## WHAT IS REQUIRED
Print every line of the records below exactly as it reads.
================
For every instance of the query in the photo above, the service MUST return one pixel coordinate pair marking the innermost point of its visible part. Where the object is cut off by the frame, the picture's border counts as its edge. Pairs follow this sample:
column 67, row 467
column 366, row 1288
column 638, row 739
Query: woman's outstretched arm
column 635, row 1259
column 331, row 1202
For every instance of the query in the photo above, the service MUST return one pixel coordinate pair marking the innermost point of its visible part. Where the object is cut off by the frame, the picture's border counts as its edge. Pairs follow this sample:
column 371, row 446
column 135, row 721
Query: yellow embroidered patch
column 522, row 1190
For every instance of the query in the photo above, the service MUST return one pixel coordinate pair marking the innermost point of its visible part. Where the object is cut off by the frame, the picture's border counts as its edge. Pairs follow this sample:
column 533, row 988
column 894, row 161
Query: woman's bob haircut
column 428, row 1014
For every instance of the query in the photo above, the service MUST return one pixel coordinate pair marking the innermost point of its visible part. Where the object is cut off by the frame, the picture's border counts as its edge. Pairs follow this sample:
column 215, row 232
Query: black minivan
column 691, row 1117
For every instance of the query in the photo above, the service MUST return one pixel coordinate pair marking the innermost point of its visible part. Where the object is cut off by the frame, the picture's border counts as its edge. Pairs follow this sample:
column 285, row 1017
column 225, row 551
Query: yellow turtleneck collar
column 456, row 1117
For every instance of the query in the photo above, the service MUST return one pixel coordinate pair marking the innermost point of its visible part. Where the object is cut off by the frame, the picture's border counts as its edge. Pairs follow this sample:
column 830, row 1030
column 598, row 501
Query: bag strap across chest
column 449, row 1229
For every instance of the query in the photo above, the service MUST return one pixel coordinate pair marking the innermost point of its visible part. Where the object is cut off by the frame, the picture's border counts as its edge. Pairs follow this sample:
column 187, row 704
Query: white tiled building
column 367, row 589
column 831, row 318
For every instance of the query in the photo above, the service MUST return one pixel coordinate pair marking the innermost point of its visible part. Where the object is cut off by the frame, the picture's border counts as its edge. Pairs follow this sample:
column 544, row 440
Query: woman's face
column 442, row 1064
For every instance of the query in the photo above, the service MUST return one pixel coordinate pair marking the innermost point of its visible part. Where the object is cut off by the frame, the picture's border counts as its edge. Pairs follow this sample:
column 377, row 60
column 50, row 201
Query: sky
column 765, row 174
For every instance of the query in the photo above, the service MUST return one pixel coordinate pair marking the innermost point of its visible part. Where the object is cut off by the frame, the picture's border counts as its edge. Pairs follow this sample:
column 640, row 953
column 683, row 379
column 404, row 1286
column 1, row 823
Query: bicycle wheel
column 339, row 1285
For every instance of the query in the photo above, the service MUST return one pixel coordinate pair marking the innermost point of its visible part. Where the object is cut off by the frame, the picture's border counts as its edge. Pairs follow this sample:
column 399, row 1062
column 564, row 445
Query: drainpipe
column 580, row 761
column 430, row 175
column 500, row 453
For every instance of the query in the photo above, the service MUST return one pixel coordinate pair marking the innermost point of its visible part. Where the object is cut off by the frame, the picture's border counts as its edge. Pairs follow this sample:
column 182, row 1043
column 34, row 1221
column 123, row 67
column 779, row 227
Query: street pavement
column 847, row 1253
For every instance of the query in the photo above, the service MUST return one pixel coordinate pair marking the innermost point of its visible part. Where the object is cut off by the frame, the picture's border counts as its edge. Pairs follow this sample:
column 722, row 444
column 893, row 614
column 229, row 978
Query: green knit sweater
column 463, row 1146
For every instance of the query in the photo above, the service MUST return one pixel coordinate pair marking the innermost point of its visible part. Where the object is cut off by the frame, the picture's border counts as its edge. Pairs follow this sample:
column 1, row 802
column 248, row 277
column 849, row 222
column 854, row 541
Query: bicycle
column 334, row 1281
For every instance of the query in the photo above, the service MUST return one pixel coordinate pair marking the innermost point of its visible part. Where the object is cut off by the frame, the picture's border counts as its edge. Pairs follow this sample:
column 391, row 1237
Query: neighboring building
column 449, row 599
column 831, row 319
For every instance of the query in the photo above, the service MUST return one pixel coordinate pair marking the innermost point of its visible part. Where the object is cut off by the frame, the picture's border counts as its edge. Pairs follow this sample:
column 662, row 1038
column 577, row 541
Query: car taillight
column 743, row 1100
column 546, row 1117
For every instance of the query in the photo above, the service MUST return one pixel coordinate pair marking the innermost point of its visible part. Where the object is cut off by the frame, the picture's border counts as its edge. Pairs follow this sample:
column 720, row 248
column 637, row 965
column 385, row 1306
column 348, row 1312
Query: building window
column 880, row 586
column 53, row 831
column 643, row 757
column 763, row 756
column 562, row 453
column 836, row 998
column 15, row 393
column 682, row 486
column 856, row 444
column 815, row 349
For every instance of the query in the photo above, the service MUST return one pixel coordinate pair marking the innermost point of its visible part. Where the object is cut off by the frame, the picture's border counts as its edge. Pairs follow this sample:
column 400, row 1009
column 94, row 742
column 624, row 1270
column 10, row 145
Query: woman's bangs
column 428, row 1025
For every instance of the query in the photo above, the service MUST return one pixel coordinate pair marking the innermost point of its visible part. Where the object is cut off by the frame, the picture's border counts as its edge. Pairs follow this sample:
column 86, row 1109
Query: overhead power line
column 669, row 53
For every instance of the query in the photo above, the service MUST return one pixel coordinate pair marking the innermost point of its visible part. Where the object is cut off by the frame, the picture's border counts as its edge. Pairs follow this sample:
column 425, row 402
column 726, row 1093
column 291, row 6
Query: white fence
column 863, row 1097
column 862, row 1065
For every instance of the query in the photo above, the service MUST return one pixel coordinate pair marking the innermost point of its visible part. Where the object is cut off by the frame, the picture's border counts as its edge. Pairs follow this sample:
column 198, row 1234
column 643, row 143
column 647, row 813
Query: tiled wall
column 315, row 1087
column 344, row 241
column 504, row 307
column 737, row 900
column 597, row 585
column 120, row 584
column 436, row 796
================
## RESULT FOR THIS EXERCISE
For every instance of the query in the photo above, the service MUST return one pixel coordinate pair marking the innermost point of its visible part. Where the object is cut off by the frame, the picture's border counts as its edge. Pairs follow this sample:
column 67, row 467
column 366, row 1288
column 638, row 739
Query: woman's outstretched arm
column 635, row 1259
column 331, row 1202
For every instance of the query in the photo above, the service MUST return one pixel coordinate pair marking the innermost point of its visible part. Where the object is cut off by the frame, the picture's border counts as its edge. Pairs follow this sample:
column 371, row 446
column 135, row 721
Query: yellow embroidered patch
column 522, row 1190
For every instance of the query in the photo above, the service MUST return one pixel coordinate pair marking the innermost point of its visible part. Where the object is cut off by the frame, the picture's border counts as its edge. Pairs follow this sample:
column 533, row 988
column 894, row 161
Query: woman's bob haircut
column 428, row 1014
For every instance of the query in the photo above, the service MUST return one pixel coordinate pair marking the innermost point of its visible part. Where the object is cut off by the frame, the picture's border counts as its edge. Pairs follow this sample:
column 215, row 232
Query: black minivan
column 691, row 1117
For every instance of the query in the photo above, the service MUST return one pixel coordinate pair marking the innermost point of its visible part. Where the object is cut off by the frame, the picture's border counts as its edge. Pairs follow this sample:
column 285, row 1017
column 225, row 551
Query: yellow turtleneck collar
column 456, row 1117
For every instance of the query in the photo above, the service MUST return one pixel coordinate pair marking the innermost point of its visible part. Where the object is cut off by the frame, the picture's border counts as its edge. Pairs follow this sample:
column 830, row 1030
column 598, row 501
Query: bag strap across chest
column 449, row 1229
For every instance of the query in the photo above, the service MUST return one pixel coordinate pair marking the innermost point of its visible part. Where the object is cut off by the frame, the picture's border counts as its edge. Pairs follow this sample:
column 187, row 704
Query: white tiled building
column 367, row 589
column 831, row 318
For every instance of the query in the photo above, the service MUST return one pixel coordinate pair marking the innermost point of its visible part. Where the object is cut off by the frame, the picture's border counts as its edge. Pairs follow this sample:
column 544, row 440
Query: woman's face
column 442, row 1064
For every instance of the query in the photo above, the service MUST return one pixel coordinate pair marking the innermost point of its visible part. Where the object is cut off by the frame, the picture's border counts as its edge. Pairs follow this sample:
column 377, row 60
column 50, row 201
Query: sky
column 765, row 174
For every instance of the query in the photo above, the service MUST return one pixel coordinate pair marking the innermost point of its visible part. Where the object is cut off by the frame, the picture's border counts as its edge. Pairs follow this sample:
column 640, row 953
column 683, row 379
column 404, row 1286
column 1, row 823
Query: bicycle wheel
column 339, row 1285
For every instance of the query in the photo above, the service MUST return one pixel coordinate pair marking the innermost point of its visible part. Where the object is cut off by the frame, the picture's border counts as its edge. Pairs follow this sample:
column 399, row 1062
column 564, row 445
Query: drainpipe
column 580, row 761
column 430, row 175
column 500, row 453
For every instance of the query in the photo above, the service MUST return one pixel coordinate pair marking the innermost point of its visible part. Where the object is cut off by the frame, the picture's border counts as its edge. Pairs follow this sample:
column 182, row 1043
column 34, row 1221
column 123, row 67
column 779, row 227
Query: street pavement
column 847, row 1253
For every instance of the query in the photo above, the service MUST return one pixel coordinate pair marking the innermost point of its visible part. Where the object is cut off by the frame, the picture's border counts as its edge. Pairs follow this sample:
column 722, row 444
column 893, row 614
column 229, row 978
Query: green knit sweater
column 463, row 1146
For every instance of the query in the photo above, the service MUST return one pixel coordinate pair marking the innermost point of its visible part. Where the object is cut off by the frame, the picture's border counts as its edge. Pairs follow this sample:
column 1, row 802
column 248, row 277
column 849, row 222
column 854, row 541
Query: bicycle
column 334, row 1281
For every instance of the query in the photo above, the service MUST return one pixel coordinate pair marking the innermost point of its visible part. Where the object is cut off by the frame, the picture's border counts as its edge. Pairs follow this sample:
column 391, row 1237
Query: neighboring building
column 449, row 599
column 831, row 319
For every instance of the query in the photo above, the service MUST return one pixel coordinate pair marking the innermost point of its visible part. Where the object is cut off by the frame, the picture's border counts as its edge. Pairs follow this sample:
column 662, row 1038
column 577, row 541
Query: car taillight
column 743, row 1100
column 546, row 1117
For every instance of the query in the photo above, the service MUST return one pixel coordinate pair marking the innermost point of its visible part. Where the object is cut off by the frame, the picture's border counts as its edge. Pairs follow this sample:
column 720, row 248
column 637, row 965
column 385, row 1306
column 348, row 1312
Query: building window
column 880, row 586
column 53, row 831
column 643, row 757
column 763, row 756
column 562, row 453
column 836, row 998
column 15, row 393
column 682, row 486
column 856, row 444
column 815, row 349
For every instance of the query in the photo above, the service MUST return one pixel coordinate pair marking the innermost point of its visible part. Where the object is cut off by the frame, the picture's border counts as its edge. Pairs follow this sample:
column 400, row 1009
column 94, row 742
column 624, row 1270
column 10, row 145
Query: woman's bangs
column 428, row 1025
For every instance of the query in the photo above, the service MUST return one pixel coordinate pair marking the innermost point of its visible part. Where the object is cut off by the frame, the picture's border counts as its edge. Pairs follow this sample:
column 86, row 1109
Query: overhead power line
column 669, row 53
For every instance of the query in the photo above, the service MUST return one pixel coordinate pair marking the innermost point of its visible part. Where the object is cut off by the frame, the picture's border counts as its edge. Pairs follow this sample:
column 425, row 402
column 726, row 1093
column 291, row 6
Query: white fence
column 863, row 1097
column 862, row 1065
For every instance of the query in the photo above, the service MUST return one pixel coordinate pair marking the innermost point of its visible part. Where the object is cut off by the frame, the picture's border counts as its edge. Pairs follow this sample:
column 198, row 1234
column 643, row 143
column 647, row 813
Query: tiled wall
column 315, row 1087
column 344, row 241
column 504, row 307
column 737, row 900
column 597, row 585
column 120, row 584
column 436, row 796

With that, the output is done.